Exercise requirements:
In each of the items below, replace "annotate" with "mark" and leave the rest of every line unchanged.

● ● ●

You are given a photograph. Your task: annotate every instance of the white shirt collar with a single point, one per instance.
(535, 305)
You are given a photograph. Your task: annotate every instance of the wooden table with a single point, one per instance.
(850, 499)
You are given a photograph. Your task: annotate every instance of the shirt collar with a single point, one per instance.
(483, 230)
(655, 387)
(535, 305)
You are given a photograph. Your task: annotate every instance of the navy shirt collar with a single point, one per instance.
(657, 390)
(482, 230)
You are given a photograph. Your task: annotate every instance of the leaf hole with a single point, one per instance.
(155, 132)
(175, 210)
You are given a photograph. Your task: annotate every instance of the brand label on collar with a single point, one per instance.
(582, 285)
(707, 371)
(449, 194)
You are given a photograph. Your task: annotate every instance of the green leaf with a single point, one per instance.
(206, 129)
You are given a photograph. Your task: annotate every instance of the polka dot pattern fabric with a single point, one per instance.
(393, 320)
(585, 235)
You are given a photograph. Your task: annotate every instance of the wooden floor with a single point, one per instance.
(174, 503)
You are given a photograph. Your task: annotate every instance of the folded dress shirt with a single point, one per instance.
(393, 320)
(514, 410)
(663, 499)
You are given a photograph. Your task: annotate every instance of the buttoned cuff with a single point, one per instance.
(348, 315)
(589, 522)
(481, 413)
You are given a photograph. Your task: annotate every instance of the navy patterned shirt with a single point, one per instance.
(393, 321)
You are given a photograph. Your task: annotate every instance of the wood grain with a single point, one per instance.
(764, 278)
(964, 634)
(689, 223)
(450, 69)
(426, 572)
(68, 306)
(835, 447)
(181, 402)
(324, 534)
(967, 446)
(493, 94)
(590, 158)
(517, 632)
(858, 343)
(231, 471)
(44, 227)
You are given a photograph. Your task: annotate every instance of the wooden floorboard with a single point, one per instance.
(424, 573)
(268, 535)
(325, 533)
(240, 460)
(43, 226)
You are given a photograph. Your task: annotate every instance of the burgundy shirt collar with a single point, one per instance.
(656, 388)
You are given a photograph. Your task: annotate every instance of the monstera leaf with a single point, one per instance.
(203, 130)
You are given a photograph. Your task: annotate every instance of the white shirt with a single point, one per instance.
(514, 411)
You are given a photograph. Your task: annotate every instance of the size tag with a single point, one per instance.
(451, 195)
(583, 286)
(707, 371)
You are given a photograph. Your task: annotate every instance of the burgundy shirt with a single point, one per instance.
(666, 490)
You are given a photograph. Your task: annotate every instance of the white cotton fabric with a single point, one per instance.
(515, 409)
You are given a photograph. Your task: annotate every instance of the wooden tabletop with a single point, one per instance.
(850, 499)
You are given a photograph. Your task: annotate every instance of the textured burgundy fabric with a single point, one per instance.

● ● ●

Task solution:
You are given a photograph. Your task: mark every instance of the white shirt collar with a single point, one per instance.
(535, 305)
You are given a photograph. Your task: mark every instance of the wooden table with a single point, one per instance.
(850, 499)
You are given a photograph. Your task: mark every instance of the shirt collar with a single point, one per instance.
(483, 230)
(655, 387)
(535, 305)
You are given a photograph. Your task: mark every instance of the navy shirt collar with a single point, one per instance.
(657, 390)
(482, 230)
You are given a photograph. Your task: mark every instance of the leaf hole with a single point, one per instance.
(155, 132)
(175, 210)
You are given a photograph. Your task: mark every instance of the brand label on collar with a single point, one per instance.
(582, 285)
(707, 371)
(449, 194)
You are given a photograph. Your task: mark every instance of the green leaf with a single point, one per instance.
(206, 129)
You are given a photograph. Your task: mark every instance of the polka dot pattern fabric with a single point, one per instance.
(393, 320)
(585, 235)
You are given a photograph. Your task: mark every instance of the wooden floor with a single point, one per instance.
(174, 503)
You are given a photograph. Your task: mark every instance of the folded dress shirt with a single point, one per instance.
(393, 320)
(514, 410)
(663, 499)
You are given a photograph. Your task: mark every instance of the buttoned cuff with a single point, one per instance.
(348, 315)
(589, 522)
(481, 413)
You are given a photograph. Your task: mark every instance of the navy patterned shirt with a single point, one per instance.
(393, 321)
You are given a photograph. Your task: mark every instance of the wood grain with a single point, one per instance.
(764, 278)
(964, 634)
(689, 223)
(450, 69)
(426, 572)
(68, 306)
(835, 447)
(181, 402)
(324, 534)
(967, 446)
(493, 94)
(590, 158)
(517, 632)
(858, 343)
(231, 471)
(44, 227)
You are given a photograph. Your task: mark every instance of the wooden floorboard with a single point, one per instance.
(424, 573)
(268, 535)
(325, 533)
(240, 460)
(43, 226)
You are given a photograph. Your task: mark every instance of the burgundy shirt collar with a single point, one per instance.
(656, 388)
You are given a photograph. Your task: mark every instance of the monstera leaf with a single point, one per instance.
(203, 130)
You are given a photograph. Your task: mark every instance of the white shirt with a single point, one per instance.
(514, 411)
You are given a photograph. Your task: mark every instance of the size tag with a single point, one per instance.
(451, 195)
(583, 286)
(707, 371)
You are given a photograph. Your task: mark every instance of the burgundy shirt with a single point, one per instance.
(666, 490)
You are given a photograph. Your task: mark every instance of the white cotton fabric with a single point, one per instance.
(515, 409)
You are given a photograph. Your task: mark every instance of the wooden tabletop with a single point, one per instance.
(850, 499)
You are given a photograph. Your task: mark every instance of the textured burgundy fabric with a single point, one per instance.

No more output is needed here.